[TASK BRIEF]: Lay out the items below as a numbered list, from the first line through the line that contains "point(1230, 915)". Leave out blank lines.

Records from a dataset
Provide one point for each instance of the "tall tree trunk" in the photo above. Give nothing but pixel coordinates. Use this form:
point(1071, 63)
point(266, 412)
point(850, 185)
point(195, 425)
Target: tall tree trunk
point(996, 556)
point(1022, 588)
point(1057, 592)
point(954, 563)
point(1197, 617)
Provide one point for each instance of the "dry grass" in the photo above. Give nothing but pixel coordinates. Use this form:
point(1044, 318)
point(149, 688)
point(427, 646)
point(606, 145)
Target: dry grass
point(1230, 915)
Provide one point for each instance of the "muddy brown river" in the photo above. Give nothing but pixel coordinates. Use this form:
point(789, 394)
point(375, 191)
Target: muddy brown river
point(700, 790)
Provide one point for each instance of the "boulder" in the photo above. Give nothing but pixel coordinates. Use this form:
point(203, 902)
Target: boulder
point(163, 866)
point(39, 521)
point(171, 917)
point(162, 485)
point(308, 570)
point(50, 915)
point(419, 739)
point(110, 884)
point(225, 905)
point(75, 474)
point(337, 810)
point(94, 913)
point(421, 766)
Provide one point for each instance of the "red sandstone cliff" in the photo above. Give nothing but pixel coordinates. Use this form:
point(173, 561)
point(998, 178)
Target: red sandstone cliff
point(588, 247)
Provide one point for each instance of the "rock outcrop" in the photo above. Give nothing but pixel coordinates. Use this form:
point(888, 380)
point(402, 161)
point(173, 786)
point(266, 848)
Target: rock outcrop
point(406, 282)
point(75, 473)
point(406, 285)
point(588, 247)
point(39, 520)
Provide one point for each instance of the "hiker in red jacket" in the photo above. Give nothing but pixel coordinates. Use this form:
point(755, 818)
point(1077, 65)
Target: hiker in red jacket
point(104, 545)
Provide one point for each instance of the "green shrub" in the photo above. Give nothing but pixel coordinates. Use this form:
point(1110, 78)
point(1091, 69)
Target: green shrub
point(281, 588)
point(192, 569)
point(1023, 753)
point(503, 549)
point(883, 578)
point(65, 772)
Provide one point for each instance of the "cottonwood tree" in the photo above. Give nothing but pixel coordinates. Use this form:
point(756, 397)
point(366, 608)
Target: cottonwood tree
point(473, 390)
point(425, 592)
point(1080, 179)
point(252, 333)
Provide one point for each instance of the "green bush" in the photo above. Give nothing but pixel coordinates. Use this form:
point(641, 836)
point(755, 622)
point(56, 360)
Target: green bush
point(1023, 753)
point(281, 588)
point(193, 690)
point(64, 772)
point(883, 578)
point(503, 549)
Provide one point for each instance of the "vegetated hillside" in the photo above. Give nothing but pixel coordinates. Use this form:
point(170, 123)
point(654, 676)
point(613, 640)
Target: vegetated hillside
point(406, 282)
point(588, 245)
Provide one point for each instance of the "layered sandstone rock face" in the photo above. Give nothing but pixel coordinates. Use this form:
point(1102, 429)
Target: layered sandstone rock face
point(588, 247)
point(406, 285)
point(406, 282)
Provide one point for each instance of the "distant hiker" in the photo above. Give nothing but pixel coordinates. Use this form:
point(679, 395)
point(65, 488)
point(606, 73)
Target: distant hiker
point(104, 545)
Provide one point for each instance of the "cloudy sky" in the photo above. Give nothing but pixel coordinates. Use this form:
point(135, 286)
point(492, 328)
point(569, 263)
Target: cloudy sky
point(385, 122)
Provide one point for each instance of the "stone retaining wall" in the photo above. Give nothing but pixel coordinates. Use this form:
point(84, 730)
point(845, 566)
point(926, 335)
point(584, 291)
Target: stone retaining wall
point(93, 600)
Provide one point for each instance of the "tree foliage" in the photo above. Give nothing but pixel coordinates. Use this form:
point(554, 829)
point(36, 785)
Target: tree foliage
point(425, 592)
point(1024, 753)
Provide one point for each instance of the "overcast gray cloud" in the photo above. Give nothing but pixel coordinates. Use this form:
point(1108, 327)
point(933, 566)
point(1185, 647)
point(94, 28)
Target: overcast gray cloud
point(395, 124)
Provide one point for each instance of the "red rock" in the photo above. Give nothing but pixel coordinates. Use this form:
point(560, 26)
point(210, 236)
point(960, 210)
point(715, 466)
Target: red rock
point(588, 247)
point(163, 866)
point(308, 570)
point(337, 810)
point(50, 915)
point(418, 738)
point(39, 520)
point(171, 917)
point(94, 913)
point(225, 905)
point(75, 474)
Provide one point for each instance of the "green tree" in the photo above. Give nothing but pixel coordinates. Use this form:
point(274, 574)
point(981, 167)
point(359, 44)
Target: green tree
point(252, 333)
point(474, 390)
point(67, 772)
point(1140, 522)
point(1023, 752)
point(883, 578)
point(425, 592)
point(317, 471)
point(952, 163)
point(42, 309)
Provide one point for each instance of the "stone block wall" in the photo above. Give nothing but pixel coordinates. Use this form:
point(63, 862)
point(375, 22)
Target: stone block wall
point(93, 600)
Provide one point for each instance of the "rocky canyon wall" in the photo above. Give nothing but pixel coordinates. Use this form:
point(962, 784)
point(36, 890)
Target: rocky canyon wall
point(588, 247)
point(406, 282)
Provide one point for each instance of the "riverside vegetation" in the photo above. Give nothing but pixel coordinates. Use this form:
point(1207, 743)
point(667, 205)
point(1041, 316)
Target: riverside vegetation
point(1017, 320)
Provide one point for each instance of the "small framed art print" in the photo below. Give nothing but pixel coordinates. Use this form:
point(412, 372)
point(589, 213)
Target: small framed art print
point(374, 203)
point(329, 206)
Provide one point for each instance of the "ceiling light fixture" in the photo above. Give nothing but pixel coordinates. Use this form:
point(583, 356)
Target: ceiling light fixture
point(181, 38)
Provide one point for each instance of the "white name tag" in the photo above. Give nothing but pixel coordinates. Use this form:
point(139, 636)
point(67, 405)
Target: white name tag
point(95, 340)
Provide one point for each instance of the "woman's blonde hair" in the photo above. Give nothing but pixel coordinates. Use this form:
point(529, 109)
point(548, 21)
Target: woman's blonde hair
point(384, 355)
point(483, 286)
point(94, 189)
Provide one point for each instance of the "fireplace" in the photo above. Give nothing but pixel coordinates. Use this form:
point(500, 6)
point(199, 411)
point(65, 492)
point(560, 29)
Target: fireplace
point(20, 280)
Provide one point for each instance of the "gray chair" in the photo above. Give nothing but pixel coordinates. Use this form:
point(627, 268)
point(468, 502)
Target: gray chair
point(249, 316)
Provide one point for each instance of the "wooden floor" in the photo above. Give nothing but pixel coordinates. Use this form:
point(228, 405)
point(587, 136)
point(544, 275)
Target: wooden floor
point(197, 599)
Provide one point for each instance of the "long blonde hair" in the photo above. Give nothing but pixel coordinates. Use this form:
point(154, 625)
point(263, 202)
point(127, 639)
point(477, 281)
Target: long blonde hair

[TASK RESPONSE]:
1. Provide one point for each instance of the "tall tree trunk" in the photo above. Give nothing but pixel coordinates. Use this form:
2. point(1071, 63)
3. point(266, 412)
4. point(850, 185)
5. point(195, 425)
6. Target: tall tree trunk
7. point(996, 556)
8. point(1022, 588)
9. point(1057, 592)
10. point(954, 563)
11. point(1197, 617)
12. Provide one point for each instance of the "dry grass" in the photo above. Give nothing but pixel coordinates. Use this form:
13. point(1044, 318)
14. point(149, 688)
15. point(427, 646)
16. point(606, 145)
17. Target: dry grass
18. point(1230, 915)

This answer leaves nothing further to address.